另外注意上图4,切片是对每个文件单独切片,而不是对文件整体切片
提交任务与切片源码
waitForCompletion()
submit();
// 1建立连接
connect();
// 1)创建提交Job的代理
new Cluster(getConfiguration());
// (1)判断是本地yarn还是远程
initialize(jobTrackAddr, conf);
// 2 提交job
submitter.submitJobInternal(Job.this, cluster)
// 1)创建给集群提交数据的Stag路径
Path jobStagingArea = JobSubmissionFiles.getStagingDir(cluster, conf);
// 2)获取jobid ,并创建Job路径
JobID jobId = submitClient.getNewJobID();
// 3)拷贝jar包到集群
copyAndConfigureFiles(job, submitJobDir);
rUploader.uploadFiles(job, jobSubmitDir);
// 4)计算切片,生成切片规划文件
writeSplits(job, submitJobDir);
maps = writeNewSplits(job, jobSubmitDir);
input.getSplits(job);
// 5)向Stag路径写XML配置文件
writeConf(conf, submitJobFile);
conf.writeXml(out);
// 6)提交Job,返回提交状态
status = submitClient.submitJob(jobId, submitJobDir.toString(), job.getCredentials());
InputFormat
InputFormat:
首先,切片
其次,为每一个切片生成一个RecordReader();
FileInputFormat
TextInputFormat
TextInputFormat的切片方法直接调用父类的切片方法
读kv值的方法 返回一个 LineRecordReader
public RecordReader<LongWritable, Text> getRecordReader(
InputSplit genericSplit, JobConf job,
Reporter reporter)
throws IOException {
reporter.setStatus(genericSplit.toString());
String delimiter = job.get("textinputformat.record.delimiter");
byte[] recordDelimiterBytes = null;
if (null != delimiter) {
recordDelimiterBytes = delimiter.getBytes(Charsets.UTF_8);
}
return new LineRecordReader(job, (FileSplit) genericSplit,
recordDelimiterBytes);
}
KeyValueTextInputFormat
KeyValueTextInputFormat也是用的父类的切片方法
kv方法不同,返回了一个KeyValueLineRecordReader
public RecordReader<Text, Text> getRecordReader(InputSplit genericSplit,
JobConf job,
Reporter reporter)
throws IOException {
reporter.setStatus(genericSplit.toString());
return new KeyValueLineRecordReader(job, (FileSplit) genericSplit);
}
NLineInoutFormat
重写了切片方法:
切片方法自定义,n行一片
kv方法和TextInputFormat一样
读kv值的方法 返回一个 LineRecordReader
public InputSplit[] getSplits(JobConf job, int numSplits)
—————
▸ 练习部分:
• A. 在这段关于 Hadoop InputFormat 的文本中,KeyValueTextInputFormat 读取键值对的方法返回什么?
• B. 请续写这段关于 Hadoop 作业提交与 InputFormat 的文本,从最后一行之后接着写。

▸ 记录摘录:
—————
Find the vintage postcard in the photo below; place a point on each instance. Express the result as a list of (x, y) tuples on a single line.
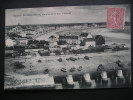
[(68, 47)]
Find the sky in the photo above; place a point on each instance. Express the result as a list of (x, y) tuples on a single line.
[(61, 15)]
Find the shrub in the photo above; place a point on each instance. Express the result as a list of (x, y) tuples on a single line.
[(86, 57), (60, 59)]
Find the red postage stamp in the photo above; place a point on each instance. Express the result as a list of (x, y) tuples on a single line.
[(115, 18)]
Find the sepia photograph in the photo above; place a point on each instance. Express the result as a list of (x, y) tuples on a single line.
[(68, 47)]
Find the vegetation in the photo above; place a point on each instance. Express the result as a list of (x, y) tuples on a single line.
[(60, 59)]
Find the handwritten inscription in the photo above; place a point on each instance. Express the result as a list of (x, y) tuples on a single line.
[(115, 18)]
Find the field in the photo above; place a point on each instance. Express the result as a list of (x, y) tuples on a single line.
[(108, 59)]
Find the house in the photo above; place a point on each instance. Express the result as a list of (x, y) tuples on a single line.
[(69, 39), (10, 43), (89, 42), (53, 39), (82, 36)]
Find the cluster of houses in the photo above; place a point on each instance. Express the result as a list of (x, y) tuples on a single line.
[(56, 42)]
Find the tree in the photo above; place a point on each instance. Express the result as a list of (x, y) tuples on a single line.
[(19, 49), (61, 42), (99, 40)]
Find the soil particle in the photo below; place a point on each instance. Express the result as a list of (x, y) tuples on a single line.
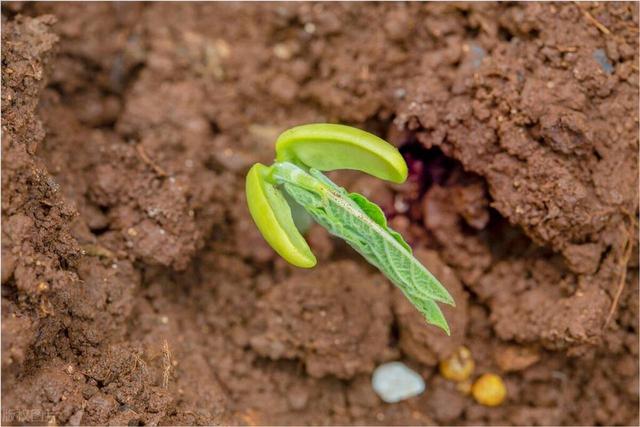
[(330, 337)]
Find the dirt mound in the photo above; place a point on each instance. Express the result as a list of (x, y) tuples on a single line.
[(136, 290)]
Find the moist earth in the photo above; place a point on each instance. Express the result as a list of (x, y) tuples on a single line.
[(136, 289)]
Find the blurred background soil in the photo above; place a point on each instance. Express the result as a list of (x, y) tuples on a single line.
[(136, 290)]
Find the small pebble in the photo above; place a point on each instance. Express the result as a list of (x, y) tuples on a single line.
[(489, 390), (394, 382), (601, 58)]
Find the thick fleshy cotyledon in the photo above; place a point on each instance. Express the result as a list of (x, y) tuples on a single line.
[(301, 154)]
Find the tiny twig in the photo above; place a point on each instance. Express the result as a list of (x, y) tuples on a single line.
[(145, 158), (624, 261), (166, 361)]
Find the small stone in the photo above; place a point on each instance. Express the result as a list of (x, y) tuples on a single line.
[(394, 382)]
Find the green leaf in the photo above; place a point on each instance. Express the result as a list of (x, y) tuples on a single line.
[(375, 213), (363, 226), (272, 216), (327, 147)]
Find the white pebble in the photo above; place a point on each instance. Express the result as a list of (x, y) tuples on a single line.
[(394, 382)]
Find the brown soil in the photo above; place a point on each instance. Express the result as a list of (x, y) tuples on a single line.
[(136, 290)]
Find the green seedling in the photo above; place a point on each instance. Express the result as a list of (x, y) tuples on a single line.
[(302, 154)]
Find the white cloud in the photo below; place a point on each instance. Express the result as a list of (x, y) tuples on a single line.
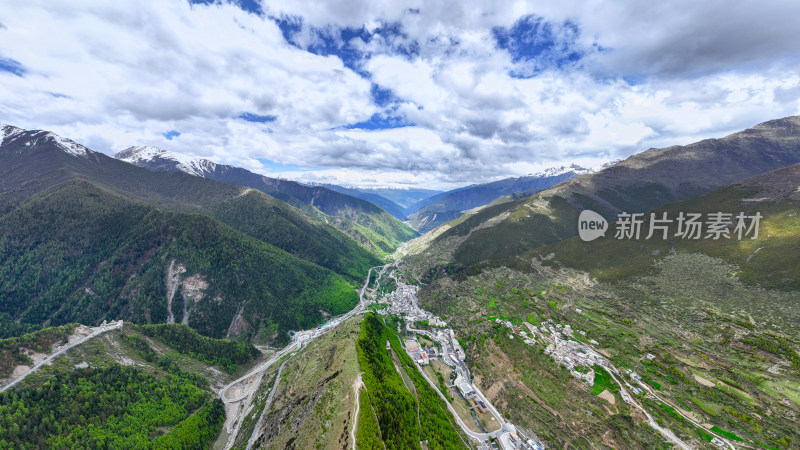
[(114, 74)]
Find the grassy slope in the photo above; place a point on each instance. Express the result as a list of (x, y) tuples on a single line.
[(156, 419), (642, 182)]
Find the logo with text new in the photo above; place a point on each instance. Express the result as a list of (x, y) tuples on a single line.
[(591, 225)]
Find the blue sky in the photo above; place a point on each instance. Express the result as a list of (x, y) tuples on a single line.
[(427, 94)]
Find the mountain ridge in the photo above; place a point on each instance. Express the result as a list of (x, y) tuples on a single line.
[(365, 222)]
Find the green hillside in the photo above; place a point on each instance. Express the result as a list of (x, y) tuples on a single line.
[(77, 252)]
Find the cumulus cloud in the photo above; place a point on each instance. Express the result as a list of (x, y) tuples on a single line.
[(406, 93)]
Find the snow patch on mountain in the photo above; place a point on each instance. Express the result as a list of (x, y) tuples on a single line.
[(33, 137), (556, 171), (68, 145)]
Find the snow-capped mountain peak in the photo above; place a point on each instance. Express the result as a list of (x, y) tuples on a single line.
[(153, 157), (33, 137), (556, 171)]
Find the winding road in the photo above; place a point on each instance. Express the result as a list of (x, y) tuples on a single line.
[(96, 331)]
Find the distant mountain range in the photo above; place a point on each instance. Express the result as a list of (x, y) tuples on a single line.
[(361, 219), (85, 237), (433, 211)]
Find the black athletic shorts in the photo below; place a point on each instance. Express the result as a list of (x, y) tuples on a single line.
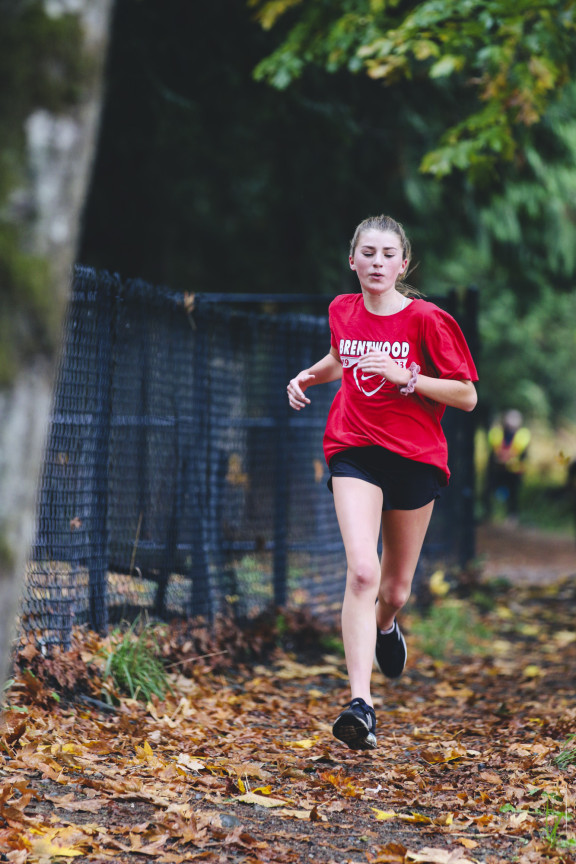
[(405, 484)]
—————
▸ 预期结果:
• A. 返回一个 KeyValueLineRecordReader。

• B.
throws IOException {
ArrayList<FileSplit> splits = new ArrayList<FileSplit>();
for (FileStatus status : listStatus(job)) {
for (org.apache.hadoop.mapreduce.lib.input.FileSplit split :
org.apache.hadoop.mapreduce.lib.input.
NLineInputFormat.getSplitsForFile(status, job, N)) {
splits.add(new FileSplit(split));
}
}
return splits.toArray(new FileSplit[splits.size()]);
}
自定义InputFormat
无论HDFS还是MapReduce,在处理小文件时效率都非常低,但又难免面临处理大量小文件的场景,此时,就需要有相应解决方案。可以自定义InputFormat实现小文件的合并。
1.需求
将多个小文件合并成一个SequenceFile文件(SequenceFile文件是Hadoop用来存储二进制形式的key-value对的文件格式),SequenceFile里面存储着多个文件,存储的形式为文件路径+名称为key,文件内容为value。
(1)输入数据为三个文本文件
1.
yongpeng weidong weinan
sanfeng luozong xiaoming
ong fanfan
mazong kailun yuhang yixin
longlong fanfan
mazong kailun yuhang yixin
shuaige changmo zhenqiang
dongli lingu xuanxuan
(2)期望输出文件格式为(给MapReduce看的)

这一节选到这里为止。